▶ [The request]: Render every line of the listing below as a Markdown table with the columns "No." and "Text", numbering the rows in order and skipping blank lines. Leave any pictures out of the table.

[Collection entries]
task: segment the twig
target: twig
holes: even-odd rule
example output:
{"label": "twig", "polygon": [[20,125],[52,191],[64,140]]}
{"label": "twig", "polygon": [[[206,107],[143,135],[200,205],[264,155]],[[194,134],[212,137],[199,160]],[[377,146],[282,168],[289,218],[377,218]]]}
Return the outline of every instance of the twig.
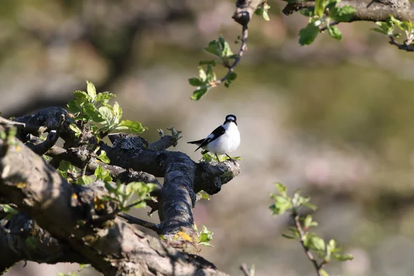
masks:
{"label": "twig", "polygon": [[46,126],[30,125],[26,123],[9,120],[2,117],[0,117],[0,124],[13,125],[19,130],[25,130],[33,134],[42,134],[47,129]]}
{"label": "twig", "polygon": [[50,132],[49,132],[49,134],[48,135],[48,137],[46,138],[46,139],[42,141],[41,143],[39,143],[41,141],[39,138],[33,137],[33,136],[31,136],[32,139],[30,139],[30,141],[26,143],[26,146],[30,148],[30,149],[34,152],[36,152],[37,155],[40,156],[44,155],[48,152],[48,150],[49,150],[56,144],[56,142],[59,139],[59,135],[61,134],[62,126],[65,120],[65,115],[62,114],[61,115],[61,119],[59,122],[59,126],[57,127],[57,131],[50,130]]}
{"label": "twig", "polygon": [[302,227],[302,225],[300,224],[299,215],[297,215],[297,213],[295,210],[292,212],[292,217],[295,220],[295,226],[296,226],[296,229],[297,229],[297,232],[299,232],[300,244],[302,244],[302,248],[305,250],[305,253],[306,254],[306,256],[308,256],[308,259],[309,259],[310,262],[312,262],[312,264],[313,264],[313,267],[316,270],[316,274],[317,276],[322,276],[321,269],[326,264],[326,262],[324,261],[322,263],[319,264],[317,261],[315,259],[315,257],[313,257],[313,254],[312,254],[312,252],[310,252],[310,249],[305,245],[305,233]]}
{"label": "twig", "polygon": [[241,32],[241,46],[240,46],[240,50],[239,50],[239,53],[237,54],[236,59],[235,59],[235,61],[231,66],[229,66],[228,64],[225,66],[225,67],[228,68],[228,71],[227,71],[227,74],[226,74],[224,77],[223,77],[220,79],[217,79],[216,81],[209,83],[208,84],[207,84],[207,87],[216,87],[222,82],[226,81],[226,80],[227,80],[227,79],[228,78],[230,74],[234,72],[235,68],[241,59],[241,57],[243,57],[243,54],[244,53],[244,52],[247,51],[247,37],[248,36],[247,25],[244,25],[242,30],[243,31]]}
{"label": "twig", "polygon": [[251,276],[250,273],[248,268],[247,268],[247,265],[246,264],[243,263],[240,265],[240,270],[241,270],[243,274],[244,274],[244,276]]}
{"label": "twig", "polygon": [[319,28],[319,32],[322,32],[328,29],[328,26],[331,27],[331,26],[333,26],[334,25],[337,25],[339,23],[339,22],[338,22],[338,21],[332,21],[329,24],[326,25],[326,26],[320,28]]}
{"label": "twig", "polygon": [[410,45],[408,43],[404,43],[404,44],[398,43],[392,35],[388,35],[388,38],[390,39],[389,43],[397,47],[398,49],[404,50],[407,52],[414,52],[414,46]]}
{"label": "twig", "polygon": [[161,233],[161,228],[158,224],[153,224],[150,221],[145,221],[144,219],[139,219],[135,217],[132,217],[130,215],[126,214],[125,213],[118,213],[118,216],[122,217],[123,219],[126,219],[128,222],[132,224],[137,224],[148,229],[151,229],[155,231],[157,234]]}

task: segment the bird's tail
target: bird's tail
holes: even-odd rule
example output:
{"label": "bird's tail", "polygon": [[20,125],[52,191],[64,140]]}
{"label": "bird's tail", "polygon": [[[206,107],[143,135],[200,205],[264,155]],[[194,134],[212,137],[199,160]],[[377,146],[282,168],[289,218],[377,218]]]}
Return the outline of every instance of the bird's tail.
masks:
{"label": "bird's tail", "polygon": [[194,144],[195,145],[199,145],[201,143],[203,143],[204,141],[204,139],[201,139],[201,140],[191,141],[187,142],[187,144]]}
{"label": "bird's tail", "polygon": [[197,140],[197,141],[191,141],[189,142],[187,142],[187,144],[194,144],[197,146],[198,146],[199,147],[196,148],[195,150],[194,150],[194,152],[195,152],[196,151],[198,150],[199,148],[200,148],[201,147],[201,144],[205,141],[205,139],[201,139],[200,140]]}

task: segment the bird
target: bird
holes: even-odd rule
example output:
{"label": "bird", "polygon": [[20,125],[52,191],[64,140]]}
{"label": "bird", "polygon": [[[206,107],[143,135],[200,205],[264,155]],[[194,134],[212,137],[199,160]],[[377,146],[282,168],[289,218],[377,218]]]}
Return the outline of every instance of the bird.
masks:
{"label": "bird", "polygon": [[208,152],[214,153],[217,160],[218,155],[226,155],[230,160],[233,159],[228,154],[240,145],[240,132],[237,128],[237,118],[233,115],[226,116],[226,120],[222,125],[216,129],[204,139],[187,142],[198,146],[194,152],[202,148],[201,154]]}

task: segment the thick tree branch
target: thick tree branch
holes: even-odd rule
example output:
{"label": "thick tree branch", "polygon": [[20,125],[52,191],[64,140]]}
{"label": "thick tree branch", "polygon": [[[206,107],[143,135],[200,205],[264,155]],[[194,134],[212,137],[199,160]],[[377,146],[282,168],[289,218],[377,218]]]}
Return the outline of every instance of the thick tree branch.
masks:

▶ [Output for this exercise]:
| No. | Text |
|---|---|
| 1 | task: segment the twig |
| 2 | target: twig |
| 3 | holes: even-odd rule |
| 4 | example output: |
| 5 | {"label": "twig", "polygon": [[20,125],[52,191],[64,140]]} |
| 6 | {"label": "twig", "polygon": [[[206,107],[143,135],[200,205],[264,155]],[[194,134],[212,137],[199,160]],[[377,146],[282,168],[289,218],[377,218]]]} |
| 7 | Return the outline of every instance of the twig. |
| 8 | masks: |
| 9 | {"label": "twig", "polygon": [[46,126],[30,125],[26,123],[9,120],[2,117],[0,117],[0,124],[13,125],[19,130],[25,130],[33,134],[42,134],[47,129]]} |
| 10 | {"label": "twig", "polygon": [[50,132],[49,132],[49,134],[48,135],[48,137],[46,138],[46,139],[42,141],[41,143],[39,143],[41,141],[39,138],[33,137],[33,136],[31,136],[32,139],[30,139],[30,141],[26,143],[26,146],[30,148],[30,149],[34,152],[36,152],[37,155],[40,156],[44,155],[48,152],[48,150],[49,150],[56,144],[56,142],[59,139],[59,135],[61,134],[62,126],[65,120],[65,115],[62,114],[61,115],[61,119],[59,122],[59,126],[57,127],[57,131],[50,130]]} |
| 11 | {"label": "twig", "polygon": [[302,227],[302,225],[300,224],[299,215],[297,215],[297,213],[295,210],[292,212],[292,217],[295,220],[295,226],[296,226],[296,229],[297,229],[297,232],[299,232],[300,244],[302,244],[302,248],[305,250],[305,253],[306,254],[306,256],[308,256],[308,259],[309,259],[310,262],[312,262],[312,264],[313,264],[313,267],[316,270],[316,274],[317,276],[322,276],[321,269],[326,264],[326,262],[324,261],[322,263],[319,264],[317,261],[315,259],[315,257],[313,257],[313,254],[312,254],[312,252],[310,252],[310,249],[305,245],[305,233]]} |
| 12 | {"label": "twig", "polygon": [[241,32],[241,46],[240,46],[240,50],[239,50],[239,53],[237,54],[236,59],[235,59],[235,61],[231,66],[229,66],[228,64],[225,66],[225,67],[228,68],[228,71],[227,71],[227,74],[226,74],[224,77],[223,77],[220,79],[217,79],[216,81],[209,83],[208,84],[207,84],[207,87],[216,87],[222,82],[226,81],[226,80],[227,80],[227,79],[228,78],[230,74],[234,72],[235,68],[241,59],[241,57],[243,57],[243,54],[244,53],[244,52],[247,51],[247,37],[248,36],[247,25],[244,25],[242,30],[243,31]]} |
| 13 | {"label": "twig", "polygon": [[251,276],[250,273],[248,268],[247,268],[247,265],[246,264],[243,263],[240,265],[240,270],[241,270],[243,274],[244,274],[244,276]]} |
| 14 | {"label": "twig", "polygon": [[319,28],[319,32],[322,32],[328,29],[328,26],[331,27],[331,26],[333,26],[334,25],[337,25],[339,23],[339,22],[338,22],[338,21],[332,21],[329,24],[326,25],[326,26],[320,28]]} |
| 15 | {"label": "twig", "polygon": [[410,45],[408,43],[404,43],[404,44],[398,43],[392,35],[388,35],[388,38],[390,39],[389,43],[397,47],[398,49],[404,50],[407,52],[414,52],[414,46]]} |
| 16 | {"label": "twig", "polygon": [[161,233],[161,228],[158,224],[153,224],[150,221],[145,221],[144,219],[139,219],[135,217],[132,217],[130,215],[126,214],[125,213],[118,213],[118,216],[122,217],[123,219],[126,219],[128,222],[132,224],[137,224],[148,229],[151,229],[155,231],[157,234]]} |
| 17 | task: segment the bird's tail |
| 18 | target: bird's tail |
| 19 | holes: even-odd rule |
| 20 | example output: |
| 21 | {"label": "bird's tail", "polygon": [[20,125],[52,191],[64,140]]} |
| 22 | {"label": "bird's tail", "polygon": [[[206,107],[143,135],[200,205],[264,155]],[[194,134],[212,137],[199,160]],[[377,146],[282,168],[289,218],[377,218]]]} |
| 23 | Return the outline of every instance of the bird's tail. |
| 24 | masks: |
| 25 | {"label": "bird's tail", "polygon": [[194,144],[195,145],[199,145],[201,143],[203,143],[204,141],[204,139],[201,139],[201,140],[191,141],[187,142],[187,144]]} |
| 26 | {"label": "bird's tail", "polygon": [[197,140],[197,141],[191,141],[189,142],[187,142],[187,144],[194,144],[197,146],[198,146],[199,147],[196,148],[195,150],[194,150],[194,152],[195,152],[196,151],[198,150],[199,148],[200,148],[201,147],[201,144],[205,141],[205,139],[201,139],[200,140]]} |
| 27 | task: segment the bird |
| 28 | target: bird |
| 29 | holes: even-odd rule |
| 30 | example output: |
| 31 | {"label": "bird", "polygon": [[20,125],[52,191],[64,140]]} |
| 32 | {"label": "bird", "polygon": [[[206,107],[143,135],[200,205],[264,155]],[[194,134],[212,137],[199,160]],[[377,146],[282,168],[289,218],[377,218]]]} |
| 33 | Return the outline of every instance of the bird. |
| 34 | masks: |
| 35 | {"label": "bird", "polygon": [[208,152],[214,153],[217,160],[218,155],[226,155],[230,160],[233,159],[228,154],[240,145],[240,132],[237,128],[237,118],[233,115],[226,116],[226,120],[222,125],[216,129],[204,139],[187,142],[198,146],[194,152],[202,148],[201,154]]} |
| 36 | task: segment the thick tree branch |
| 37 | target: thick tree branch |
| 38 | holes: even-odd rule |
| 39 | example output: |
| 40 | {"label": "thick tree branch", "polygon": [[20,125],[52,191],[64,140]]} |
| 41 | {"label": "thick tree branch", "polygon": [[[206,107],[143,135],[200,205],[264,155]],[[194,134],[212,137],[199,160]],[[377,146],[282,168],[289,218],[377,218]]]} |
| 42 | Return the outline of every instance of the thick tree branch. |
| 43 | masks: |